Please count the lines below that contain the string "roof" (case-sensitive) and reply with the number alone.

=== DATASET RECORDS ===

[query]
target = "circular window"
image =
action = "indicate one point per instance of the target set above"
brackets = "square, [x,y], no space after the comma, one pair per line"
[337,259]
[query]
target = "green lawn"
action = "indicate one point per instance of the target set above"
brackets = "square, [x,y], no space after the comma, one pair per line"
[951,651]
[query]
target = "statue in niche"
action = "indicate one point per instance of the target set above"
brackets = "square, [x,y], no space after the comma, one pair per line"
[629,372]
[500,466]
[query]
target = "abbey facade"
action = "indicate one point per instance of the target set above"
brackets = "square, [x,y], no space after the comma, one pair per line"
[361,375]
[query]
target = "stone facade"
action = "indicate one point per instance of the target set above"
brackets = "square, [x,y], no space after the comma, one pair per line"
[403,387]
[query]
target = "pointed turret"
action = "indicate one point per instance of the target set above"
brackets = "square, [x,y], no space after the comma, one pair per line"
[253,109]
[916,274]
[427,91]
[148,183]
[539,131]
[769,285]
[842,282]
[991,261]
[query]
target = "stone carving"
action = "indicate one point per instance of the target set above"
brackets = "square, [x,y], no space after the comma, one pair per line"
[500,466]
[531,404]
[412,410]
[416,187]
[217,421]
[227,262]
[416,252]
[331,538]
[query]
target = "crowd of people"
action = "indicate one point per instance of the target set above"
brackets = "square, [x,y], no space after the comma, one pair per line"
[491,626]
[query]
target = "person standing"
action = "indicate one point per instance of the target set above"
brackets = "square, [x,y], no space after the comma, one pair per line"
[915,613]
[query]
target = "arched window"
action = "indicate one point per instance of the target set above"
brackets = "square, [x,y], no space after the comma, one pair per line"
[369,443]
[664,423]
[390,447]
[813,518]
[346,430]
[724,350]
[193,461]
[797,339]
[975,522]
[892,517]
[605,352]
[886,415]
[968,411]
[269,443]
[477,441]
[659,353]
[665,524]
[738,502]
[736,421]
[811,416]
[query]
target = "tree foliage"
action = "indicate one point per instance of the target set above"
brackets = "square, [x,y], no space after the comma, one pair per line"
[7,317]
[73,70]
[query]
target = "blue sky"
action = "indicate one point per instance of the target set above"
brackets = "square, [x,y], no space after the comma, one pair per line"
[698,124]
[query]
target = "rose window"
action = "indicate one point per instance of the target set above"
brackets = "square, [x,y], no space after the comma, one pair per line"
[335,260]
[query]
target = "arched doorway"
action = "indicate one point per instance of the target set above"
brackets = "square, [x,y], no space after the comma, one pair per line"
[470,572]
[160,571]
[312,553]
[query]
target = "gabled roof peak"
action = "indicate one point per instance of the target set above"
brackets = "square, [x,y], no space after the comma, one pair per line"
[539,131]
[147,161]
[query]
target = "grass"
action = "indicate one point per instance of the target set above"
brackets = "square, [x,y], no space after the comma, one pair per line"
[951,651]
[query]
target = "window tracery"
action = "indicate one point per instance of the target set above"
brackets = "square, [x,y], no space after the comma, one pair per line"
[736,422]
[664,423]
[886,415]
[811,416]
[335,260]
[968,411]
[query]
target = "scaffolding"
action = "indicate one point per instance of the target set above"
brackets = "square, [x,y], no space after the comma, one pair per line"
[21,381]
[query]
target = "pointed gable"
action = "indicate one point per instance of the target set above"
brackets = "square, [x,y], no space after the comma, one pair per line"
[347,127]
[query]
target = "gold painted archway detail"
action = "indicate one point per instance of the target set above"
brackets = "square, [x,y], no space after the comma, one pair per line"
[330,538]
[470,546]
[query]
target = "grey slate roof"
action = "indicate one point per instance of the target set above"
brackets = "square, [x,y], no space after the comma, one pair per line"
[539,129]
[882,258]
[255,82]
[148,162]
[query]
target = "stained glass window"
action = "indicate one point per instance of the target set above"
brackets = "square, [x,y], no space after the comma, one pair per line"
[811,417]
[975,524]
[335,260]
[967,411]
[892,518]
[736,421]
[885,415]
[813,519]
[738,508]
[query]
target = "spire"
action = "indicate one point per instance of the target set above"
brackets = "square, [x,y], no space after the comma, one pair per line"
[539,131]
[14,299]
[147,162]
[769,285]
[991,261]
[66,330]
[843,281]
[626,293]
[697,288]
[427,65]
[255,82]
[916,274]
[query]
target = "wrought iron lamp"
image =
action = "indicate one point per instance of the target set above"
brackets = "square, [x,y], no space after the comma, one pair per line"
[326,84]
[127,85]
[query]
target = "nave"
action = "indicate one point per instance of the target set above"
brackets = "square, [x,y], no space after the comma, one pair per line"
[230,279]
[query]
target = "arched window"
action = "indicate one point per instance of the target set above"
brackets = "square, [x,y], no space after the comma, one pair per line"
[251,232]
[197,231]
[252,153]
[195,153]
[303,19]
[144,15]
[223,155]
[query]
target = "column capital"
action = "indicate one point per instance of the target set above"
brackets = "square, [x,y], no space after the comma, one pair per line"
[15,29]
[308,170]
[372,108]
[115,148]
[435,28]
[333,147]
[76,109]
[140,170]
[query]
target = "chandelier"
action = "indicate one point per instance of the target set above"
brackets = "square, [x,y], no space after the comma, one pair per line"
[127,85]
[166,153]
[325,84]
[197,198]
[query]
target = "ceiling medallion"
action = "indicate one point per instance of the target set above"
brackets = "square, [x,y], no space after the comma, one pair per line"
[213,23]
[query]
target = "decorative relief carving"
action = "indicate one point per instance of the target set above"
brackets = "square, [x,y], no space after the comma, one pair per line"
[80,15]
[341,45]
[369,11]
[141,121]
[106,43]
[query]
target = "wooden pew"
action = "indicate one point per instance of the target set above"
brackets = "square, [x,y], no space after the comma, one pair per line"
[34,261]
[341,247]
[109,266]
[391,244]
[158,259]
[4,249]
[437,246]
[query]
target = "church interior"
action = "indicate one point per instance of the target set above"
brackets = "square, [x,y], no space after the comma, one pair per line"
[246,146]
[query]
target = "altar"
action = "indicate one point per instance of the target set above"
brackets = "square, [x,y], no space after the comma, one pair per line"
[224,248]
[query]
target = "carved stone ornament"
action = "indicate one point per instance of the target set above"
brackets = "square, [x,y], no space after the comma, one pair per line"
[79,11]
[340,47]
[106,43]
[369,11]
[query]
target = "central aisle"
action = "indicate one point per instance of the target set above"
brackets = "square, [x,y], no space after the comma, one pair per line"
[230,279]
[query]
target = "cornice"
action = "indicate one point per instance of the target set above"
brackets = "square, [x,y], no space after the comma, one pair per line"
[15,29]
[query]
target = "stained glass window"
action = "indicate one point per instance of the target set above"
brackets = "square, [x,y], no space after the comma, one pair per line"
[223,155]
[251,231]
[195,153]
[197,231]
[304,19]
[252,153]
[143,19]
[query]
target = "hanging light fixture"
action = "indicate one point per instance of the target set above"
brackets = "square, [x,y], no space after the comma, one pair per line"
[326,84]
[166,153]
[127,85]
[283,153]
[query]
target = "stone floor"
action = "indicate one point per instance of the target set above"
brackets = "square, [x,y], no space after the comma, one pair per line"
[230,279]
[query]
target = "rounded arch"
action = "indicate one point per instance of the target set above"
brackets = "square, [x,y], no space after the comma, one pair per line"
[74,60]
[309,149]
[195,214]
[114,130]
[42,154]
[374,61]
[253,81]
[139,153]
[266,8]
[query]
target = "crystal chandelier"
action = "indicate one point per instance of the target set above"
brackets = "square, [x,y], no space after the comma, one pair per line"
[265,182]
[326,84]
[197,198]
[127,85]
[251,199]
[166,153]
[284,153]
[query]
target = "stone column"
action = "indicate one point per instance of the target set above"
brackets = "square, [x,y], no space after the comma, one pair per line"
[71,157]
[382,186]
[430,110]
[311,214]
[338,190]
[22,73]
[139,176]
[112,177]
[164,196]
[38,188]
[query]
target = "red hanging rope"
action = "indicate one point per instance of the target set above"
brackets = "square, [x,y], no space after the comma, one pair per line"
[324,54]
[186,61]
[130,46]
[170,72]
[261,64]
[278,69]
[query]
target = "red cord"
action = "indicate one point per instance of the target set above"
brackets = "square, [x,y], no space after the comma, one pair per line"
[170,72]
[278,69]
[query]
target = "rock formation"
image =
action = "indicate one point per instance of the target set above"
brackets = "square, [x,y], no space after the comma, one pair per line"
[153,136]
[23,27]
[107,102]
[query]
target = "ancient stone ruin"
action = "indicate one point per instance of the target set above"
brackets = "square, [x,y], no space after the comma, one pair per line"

===

__SOLUTION__: 2